- EXCERPTED TEXT
Therefore the benefit will be a living-away-from-home food fringe benefit where the following criteria are met:

    · the benefit is an expense payment benefit or a property benefit;

    · the employee's expenditure was incurred in respect of food and drink or the property was food and drink;

    · the food and drink was not for consumption while the employee was travelling on work; and

    · the food and drink was for consumption by eligible family members while the employee was living away from his usual place of residence while performing his employment duties.

These criteria are considered below.

Was the benefit an expense payment benefit or a property benefit?

As discussed above the provision of the pantry items was a property benefit.

(2) Was the property food or drink?

As discussed above, some of the pantry items were food and drink. The reduction will not apply to the items that were not food or drink.

Was the food and drink provided while the employee was travelling on work?

As discussed above, the employee was not travelling on work when provided with the food for their pantry.

(4) Was the food and drink for consumption by eligible family members while the employee was living away from his usual place of residence while performing his employment duties?

As discussed above, your employee is living away from their usual place of residence while performing their employment duties. Therefore, as all the above criteria have been met, the food or drink purchased for the pantry is considered to be a living-away-from-home food fringe benefit.

- SOURCE EXCERPT
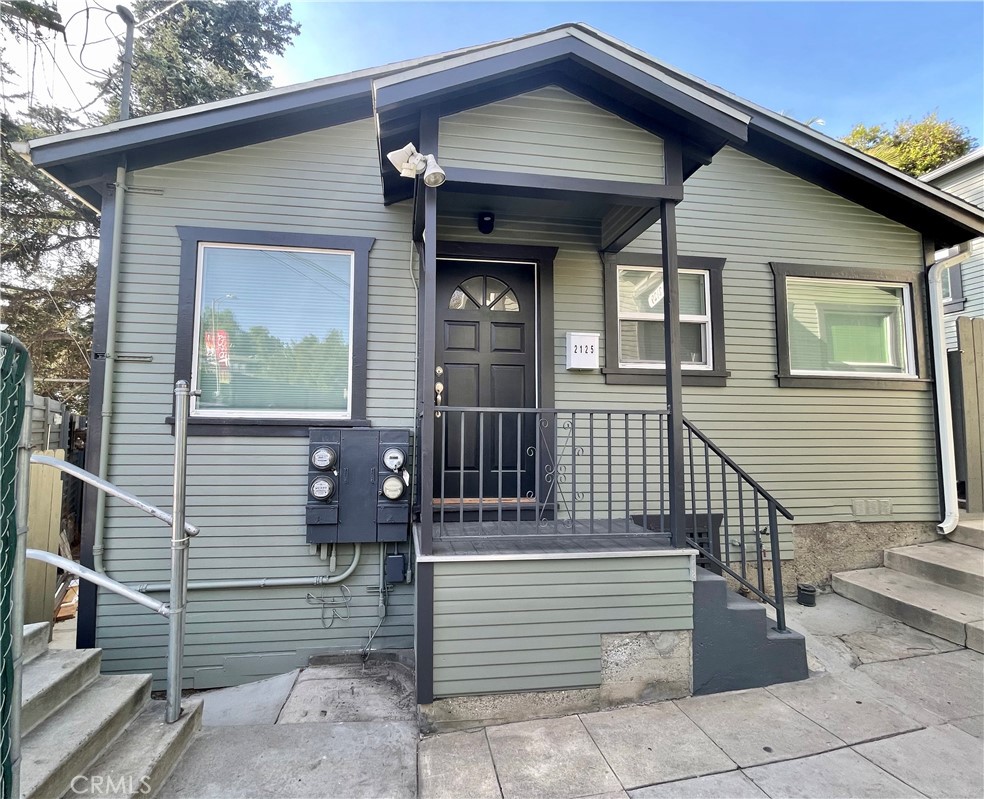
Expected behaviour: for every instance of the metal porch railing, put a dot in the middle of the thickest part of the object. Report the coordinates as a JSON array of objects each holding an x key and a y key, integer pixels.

- TASK STATEMENT
Pick up the passage on the living-away-from-home food fringe benefit after its last sentence and carry it forward. The material plays no part in this work.

- ANSWER BELOW
The calculation of the taxable value of a 'living-away-from-home food fringe benefit

In accordance with the treatment of cash living-away-from-home allowances section 63 reduces what would otherwise be the taxable value of the property benefit to the equivalent of $42 a week for each adult and $21 a week for each child.

Therefore, in summary the notional taxable value of the items purchased for the pantry, the home wares, linen and personal amenities will be:

    · the amount paid for the items that are not food or drink; and

    · the reduced value calculated under section 63 for items that are food or drink.

As you have not provided details of the breakdown of the cost of each of these items it is not possible to determine whether the notional taxable value of each of the items is less than $300. However, it is noted that it is likely that some of the items would have a value that is less than $300.

The criteria used to determine if it is unreasonable to treat the benefit as a fringe benefit

Infrequency and irregularity with which associated identical or similar benefits are provided

Paragraphs 187 to 189 of TR 2007/12 discusses what is meant by 'associated benefits':

Paragraph 188 states:

    For the purposes of the minor benefits exemption the term 'associated benefits' is defined in subsection 58P(2) to mean a benefit that is any of the following:

      · identical or similar to the minor benefit;

      · provided in connection with the provision of the minor benefit; or

      · identical or similar to a benefit provided in connection with the provision of the minor benefit.

Paragraph 189 goes on to state:

    In addition:

      · the associated benefit and the minor benefit must relate to the same employment of a particular employee, and

      · an associated benefit does not include a benefit that is an exempt benefit under any provision of the FBTAA other than this section (that is, section 58P).

Paragraph 190 explains what is meant by the phrase 'in connection with' as follows:

    A benefit that is provided 'in connection with' the minor benefit is one that is provided in conjunction with the minor benefit. For example if accommodation, board and electricity benefits are provided in conjunction with the payment of minor telephone expenses, these benefits are provided in connection with the telephone expense payment benefit.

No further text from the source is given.